Written exercise:
Rescale the listing from the line containing "Every instance of the distant" through the end of the listing, both ends included. Reproduce every line in that range, requests unchanged, and multiply each x and y coordinate in the answer points by 2.15, rounding to whole numbers with halves rounded up; output only those lines.

Data to use:
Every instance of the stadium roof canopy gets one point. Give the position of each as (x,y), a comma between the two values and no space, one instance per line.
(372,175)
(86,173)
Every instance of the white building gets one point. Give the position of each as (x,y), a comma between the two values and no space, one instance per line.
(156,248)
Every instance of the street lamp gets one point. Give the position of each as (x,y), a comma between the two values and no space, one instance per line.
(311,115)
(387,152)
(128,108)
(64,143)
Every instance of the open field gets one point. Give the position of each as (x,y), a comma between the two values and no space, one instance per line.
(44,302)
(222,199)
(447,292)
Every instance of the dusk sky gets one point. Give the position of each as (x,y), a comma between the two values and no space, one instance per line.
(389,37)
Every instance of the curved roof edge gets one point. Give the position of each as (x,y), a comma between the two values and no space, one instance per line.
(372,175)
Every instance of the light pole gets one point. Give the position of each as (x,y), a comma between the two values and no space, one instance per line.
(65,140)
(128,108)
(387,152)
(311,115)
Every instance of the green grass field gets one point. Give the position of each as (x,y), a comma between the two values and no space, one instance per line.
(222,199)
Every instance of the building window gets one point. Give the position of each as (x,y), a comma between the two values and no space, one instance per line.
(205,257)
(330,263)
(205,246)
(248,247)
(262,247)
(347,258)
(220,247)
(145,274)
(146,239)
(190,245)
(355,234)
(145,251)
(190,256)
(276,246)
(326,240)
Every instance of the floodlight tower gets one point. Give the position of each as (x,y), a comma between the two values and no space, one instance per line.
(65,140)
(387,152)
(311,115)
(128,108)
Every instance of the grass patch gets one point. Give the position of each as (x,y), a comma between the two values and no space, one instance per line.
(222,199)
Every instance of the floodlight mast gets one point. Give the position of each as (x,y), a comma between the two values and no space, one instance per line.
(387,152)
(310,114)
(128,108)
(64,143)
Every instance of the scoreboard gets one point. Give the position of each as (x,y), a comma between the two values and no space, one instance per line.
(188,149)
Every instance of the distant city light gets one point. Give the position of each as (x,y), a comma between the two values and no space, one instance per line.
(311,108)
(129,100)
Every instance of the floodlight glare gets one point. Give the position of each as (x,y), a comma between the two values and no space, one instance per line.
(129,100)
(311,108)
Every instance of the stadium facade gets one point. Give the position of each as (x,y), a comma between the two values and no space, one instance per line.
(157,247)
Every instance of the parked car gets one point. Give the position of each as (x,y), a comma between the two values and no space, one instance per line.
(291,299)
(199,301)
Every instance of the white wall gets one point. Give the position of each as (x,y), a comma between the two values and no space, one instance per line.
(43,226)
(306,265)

Written solution:
Every instance of the distant city light gets one point. Give the position of each as (x,y), a comma between the two values and no space, one instance per line.
(669,232)
(277,215)
Every instance of the floodlight glare gets one point. Give the position of each as (x,y), a comma between the two values and no space, one instance per line.
(277,215)
(669,232)
Every instance of the stadium facade gets one point. Give the position of each as (x,y), a comma between the two values and no space, one instance per line.
(338,531)
Every instance of the parked car gets one point. Give the position of each as (x,y), a comma between the two values and no space, one instance per line.
(626,643)
(428,647)
Every instance of the white wall gets one point. Give the position of each as (x,y), a comma between the two values and no space, one instance per line.
(92,486)
(658,570)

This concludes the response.